WHAT YOU HAVE TO DO
Your answer should be the records, restated word for word.
*** Opening RECORDS ***
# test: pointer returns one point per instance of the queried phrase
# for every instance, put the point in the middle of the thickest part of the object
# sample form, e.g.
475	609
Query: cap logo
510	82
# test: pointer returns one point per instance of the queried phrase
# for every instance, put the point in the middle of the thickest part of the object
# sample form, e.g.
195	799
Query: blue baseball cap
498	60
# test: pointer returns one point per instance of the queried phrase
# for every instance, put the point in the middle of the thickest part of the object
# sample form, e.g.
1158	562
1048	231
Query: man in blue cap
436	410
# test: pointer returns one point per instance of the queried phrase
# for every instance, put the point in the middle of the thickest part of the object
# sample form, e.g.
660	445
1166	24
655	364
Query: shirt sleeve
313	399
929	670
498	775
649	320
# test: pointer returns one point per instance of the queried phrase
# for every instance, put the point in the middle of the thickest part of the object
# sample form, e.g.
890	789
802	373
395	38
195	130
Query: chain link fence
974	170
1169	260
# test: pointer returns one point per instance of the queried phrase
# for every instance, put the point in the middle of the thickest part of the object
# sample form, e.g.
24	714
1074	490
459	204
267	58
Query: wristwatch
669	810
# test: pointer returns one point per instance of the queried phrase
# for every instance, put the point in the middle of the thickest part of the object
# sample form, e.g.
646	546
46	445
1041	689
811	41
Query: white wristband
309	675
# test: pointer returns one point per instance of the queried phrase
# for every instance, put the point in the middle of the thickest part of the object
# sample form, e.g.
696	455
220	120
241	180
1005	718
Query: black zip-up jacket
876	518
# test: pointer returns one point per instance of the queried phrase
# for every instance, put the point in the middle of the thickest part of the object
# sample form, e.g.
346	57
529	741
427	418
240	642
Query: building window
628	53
*** Closing RECORDS ***
EXERCISE ANSWER
# test: pointer returns one point per instance of the queried phrase
# for every instance, put the point in the middle of the thickest part of the object
# sample form, e.g.
475	609
Query: cap logo
510	82
# test: pointer returns one point per instance of the queried phrase
# for every instance, put the point in the middle of the thickest part of the object
# sample form, e.g.
195	799
Query: blue baseball cap
498	60
# test: pointer returns one point per instance of the queried phrase
# for every instance, put the point in the middle of the thickest part of the object
# sample form, e.g.
1158	562
1048	231
Query: man in blue cap
436	410
# test: pointer returns one point per instance of the queried phrase
# for every instance, put the point in the middle of the thickest part of the object
# sample form, e.g.
660	445
1166	24
655	364
Query: shirt sleeve
313	399
929	670
498	775
649	320
# test: pointer returns one point per instance of the queried phrase
# for every instance, put the point in the middle of the thickest part of the object
# sample form, e.g.
890	789
802	373
395	38
195	130
Query: chain link fence
974	170
1169	260
# test: pointer returns one point per instance of the queried phrase
# for every instance, put the point in the middle of the thickest part of the object
# sample form, e.g.
24	714
1074	490
459	204
267	58
Query: wristwatch
669	810
# test: pointer returns one point per instance of the queried phrase
# for every instance, put the point in the middle of the thickest part of the object
# sample form, e.g.
646	546
46	445
1041	689
811	41
Query: white wristband
309	675
# test: pointer returns one point per instance of the queried phrase
# for every instance, put the point in the middle of the thickest part of the object
# sample form, e.g.
696	455
220	120
241	180
1005	718
Query: black zip-up jacket
876	518
# test: pointer returns one point per instance of the queried phrase
# for every instance, put the point in the middle of the thickest part of the object
# sample form, e.g.
346	57
529	741
427	418
240	642
Query: building window
628	53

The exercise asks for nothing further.